Psychiatrist Involved in Collaborative Care Before Concept Existed

Published Online:https://doi.org/10.1176/appi.pn.2013.8b8

Abstract

Collaborative care can be “a part of what you do, or it can be all of what you do,” says one expert. “For most of us, it is part of what we do.” This is the third in a series on integrated care.

While on a Navajo Indian reservation in Kayenta, Ariz., working as a staff psychiatrist for the Indian Health Service (IHS), Lori Raney, M.D., discovered a love for the American West and a knack for working as a team member with primary care physicians.

“The Indian Health Service is a self-contained system with mental health, primary care, dental care, and vision care working together,” Raney said. “I was the only psychiatrist, and every morning I was expected to meet with the rest of the physicians—we all showed up regardless of discipline.”

That was in the mid-1990s. Raney had completed a residency program known for traditional psychodynamic training at Sheppard Pratt Hospital in Baltimore when a fellow trainee who had taken a position with the IHS called his colleagues in the East with word that there were jobs available in a ruggedly beautiful landscape.

·····

EXERCISE REQUIREMENTS → Please carry on the article about psychiatrist Lori Raney's early work in collaborative care, starting after its final sentence.

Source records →
·····

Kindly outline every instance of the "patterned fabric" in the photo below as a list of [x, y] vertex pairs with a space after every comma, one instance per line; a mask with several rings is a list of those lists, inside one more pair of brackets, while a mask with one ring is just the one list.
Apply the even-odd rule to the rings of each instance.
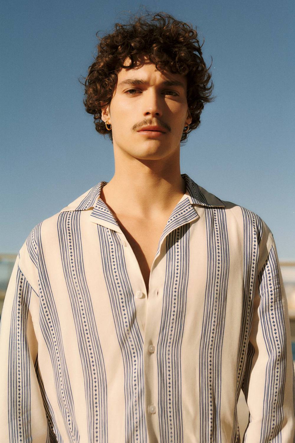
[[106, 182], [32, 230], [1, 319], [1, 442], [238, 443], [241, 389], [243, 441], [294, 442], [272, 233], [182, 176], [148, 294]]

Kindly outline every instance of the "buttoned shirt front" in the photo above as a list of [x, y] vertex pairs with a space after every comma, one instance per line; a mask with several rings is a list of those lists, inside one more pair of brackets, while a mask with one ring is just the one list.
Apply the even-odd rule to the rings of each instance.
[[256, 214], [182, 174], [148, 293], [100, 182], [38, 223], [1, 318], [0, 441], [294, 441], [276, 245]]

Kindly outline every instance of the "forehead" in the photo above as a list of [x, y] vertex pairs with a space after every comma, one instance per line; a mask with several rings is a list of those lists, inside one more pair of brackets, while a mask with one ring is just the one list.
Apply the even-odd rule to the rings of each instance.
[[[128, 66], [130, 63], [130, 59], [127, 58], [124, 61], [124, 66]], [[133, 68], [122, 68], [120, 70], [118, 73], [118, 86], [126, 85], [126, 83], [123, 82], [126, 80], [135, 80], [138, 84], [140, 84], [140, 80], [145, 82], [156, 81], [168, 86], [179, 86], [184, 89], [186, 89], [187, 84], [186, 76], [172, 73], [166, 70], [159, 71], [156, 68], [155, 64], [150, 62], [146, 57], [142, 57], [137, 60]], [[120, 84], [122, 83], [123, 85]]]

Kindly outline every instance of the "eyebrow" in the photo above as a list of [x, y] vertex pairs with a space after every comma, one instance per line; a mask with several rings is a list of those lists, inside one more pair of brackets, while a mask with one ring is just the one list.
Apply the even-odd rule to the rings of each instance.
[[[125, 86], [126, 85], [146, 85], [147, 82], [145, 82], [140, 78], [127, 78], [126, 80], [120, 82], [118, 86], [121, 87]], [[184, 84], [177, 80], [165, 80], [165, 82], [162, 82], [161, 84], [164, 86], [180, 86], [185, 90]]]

·····

TASK ANSWER →
“Several of us went out there together, and I fell in love with the West,” she recalled. After two years as director of the Counseling Services Department at Kayenta, Raney took a position as clinical director for the entire ambulatory care clinic, also on the Navajo reservation—the first psychiatrist to hold that position. “For five years I supervised all the primary care doctors and got a lot of practice in running a primary care clinic,” she said. “It’s the foundation of my interest in merging mental health and primary care.”

Photo: Head shot of Lori Raney, M.D.

Lori Raney, M.D., urges psychiatrists to look to their own community health centers and hospitals for ways in which they can contribute their expertise to the care of patients in primary care and those with chronic medical conditions.

Lori Raney, M.D.

Today, Raney is one of the leaders within psychiatry of the movement toward collaborative care and is chair of the APA Work Group on Integrated Care. The names—integrated care, collaborative care—are used interchangeably, but in fact denote different models of care.

A true collaborative-care model is different from simply co-locating a psychiatrist in a primary care clinic, which is what is usually meant by integration. “What makes collaborative care unique is that a team of clinicians from different disciplines, including psychiatry, work together, screening patients, tracking their progress, and making sure they improve over time,” Raney explained. “The psychiatrist works closely with a care manager on a consultative basis for a caseload of patients and is readily and immediately available to primary care physicians in a way psychiatry has never traditionally been.”

Following her experience in the IHS, Raney moved to Durango, Colo., where she started a family and began working for the next 13 years as medical director of a community mental health center for Axis Health System.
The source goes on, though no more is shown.